QUESTIONS >>
a. In the Docker LLM guide, condense the paragraph beginning "The Docker local LLM inference engine" into a short bulleted list that keeps its main facts.
b. Check each statement against the Docker LLM guide and answer yes or no, quoting the words that settle it: (i) Docker Desktop 4.40 or later is needed before running an LLM model with Docker. (ii) After pulling a model, you have to start its container by hand. (iii) The inference engine is built on llama.cpp.
c. Write the next part of the Docker LLM guide, picking up right after its final line.

READING PASSAGE >>
How run LLM in local using Docker.

#docker #ai #llm #rag

Self-hosted LLMs are gaining a lot of momentum. They offer advantages such as improved performance, lower costs, and better data privacy. You don't need to rely on third-party APIs, which means no unexpected increases in latency, no sudden changes in model behavior, and more control over your LLM.

However, running a model locally is a task in itself. There is currently no standard way or tool available to run models on local machines.

Docker model runner:

Docker Model Runner makes running AI models as simple as running a container locally — just a single command, with no need for additional configuration or hassle.

If you are using Apple Silicon, you can take advantage of GPU acceleration for faster inference.

The Docker local LLM inference engine is built on top of llama.cpp. This engine is exposed through an OpenAI-compatible API. Before running an LLM model using Docker, make sure you are using Docker Desktop version 4.40 or later.

Running a model is similar to running a container. First, start by pulling a model.

docker model pull ai/llama3.1

Full list of available models are here.

Once the pull is complete, your model is ready to use. You don't need to manually run any containers — Docker will automatically use its inference API server endpoint to handle your requests.

You can access your model from other containers using the http://model-runner.docker.internal/engines/v1 endpoint:

curl http://model-runner.docker.internal/engines/v1/chat/completions \
    -H "Content-Type: application/json" \
    -d '{
        "model": "ai/llama3.1",
        "messages": [
            {
                "role": "system",
                "content": "You are a helpful assistant."

Pointing data for referring expressions:
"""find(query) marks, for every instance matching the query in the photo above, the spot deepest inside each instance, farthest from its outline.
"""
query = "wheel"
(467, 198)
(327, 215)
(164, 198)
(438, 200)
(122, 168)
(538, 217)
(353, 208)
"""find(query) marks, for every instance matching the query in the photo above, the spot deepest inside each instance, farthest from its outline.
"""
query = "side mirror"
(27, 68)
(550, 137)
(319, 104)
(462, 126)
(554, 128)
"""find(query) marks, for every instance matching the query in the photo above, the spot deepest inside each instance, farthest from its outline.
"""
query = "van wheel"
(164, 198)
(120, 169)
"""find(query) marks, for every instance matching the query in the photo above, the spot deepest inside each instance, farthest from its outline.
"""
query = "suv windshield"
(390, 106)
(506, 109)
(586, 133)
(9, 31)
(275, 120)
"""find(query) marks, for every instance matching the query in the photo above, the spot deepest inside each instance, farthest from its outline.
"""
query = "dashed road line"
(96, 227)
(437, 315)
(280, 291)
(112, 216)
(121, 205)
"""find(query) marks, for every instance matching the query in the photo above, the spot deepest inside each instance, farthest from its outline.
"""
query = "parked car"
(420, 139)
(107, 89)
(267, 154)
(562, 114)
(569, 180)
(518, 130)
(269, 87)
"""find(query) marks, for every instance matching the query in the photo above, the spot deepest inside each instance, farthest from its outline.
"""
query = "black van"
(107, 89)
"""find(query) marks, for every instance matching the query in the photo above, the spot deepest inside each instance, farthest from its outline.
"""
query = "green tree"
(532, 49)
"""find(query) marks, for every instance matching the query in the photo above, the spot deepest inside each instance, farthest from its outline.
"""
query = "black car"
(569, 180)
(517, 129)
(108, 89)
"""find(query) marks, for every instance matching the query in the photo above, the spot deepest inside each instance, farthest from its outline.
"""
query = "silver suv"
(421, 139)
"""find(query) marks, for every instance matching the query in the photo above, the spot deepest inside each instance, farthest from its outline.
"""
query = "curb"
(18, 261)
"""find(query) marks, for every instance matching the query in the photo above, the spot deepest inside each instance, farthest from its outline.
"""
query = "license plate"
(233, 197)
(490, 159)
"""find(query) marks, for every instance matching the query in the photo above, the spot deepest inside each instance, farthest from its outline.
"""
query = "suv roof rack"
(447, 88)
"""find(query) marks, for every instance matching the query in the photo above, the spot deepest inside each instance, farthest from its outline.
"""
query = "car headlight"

RESPONSES FOR EACH TASK >>
a.
- Built on top of llama.cpp
- Exposed through an OpenAI-compatible API
- Requires Docker Desktop version 4.40 or later

b.
(i) Yes: "make sure you are using Docker Desktop version 4.40 or later."
(ii) No: "You don't need to manually run any containers"
(iii) Yes: "The Docker local LLM inference engine is built on top of llama.cpp."

c.
            },
            {
                "role": "user",
                "content": "Please write 500 words about the fall of Rome."
            }
        ]
    }'

If you want to access the model from host processes (i.e., the machine where Docker is running), you need to enable TCP host access:

docker desktop enable model-runner --tcp 12434

Here, 12434 is the TCP port where your model will be accessible.
You can then make requests from the host just like this:

curl http://localhost:12434/engines/v1/chat/completions \
    -H "Content-Type: application/json" \
    -d '{
        "model": "ai/llama3.1",
        "messages": [
            {
                "role": "system",
                "content": "You are a helpful assistant."
            },
            {
                "role": "user",
                "content": "Please write 500 words about the fall of Rome."
            }
        ]
    }'

With everything up and running, you're ready to make local LLM calls!
You can use this endpoint with any OpenAI-compatible clients or frameworks.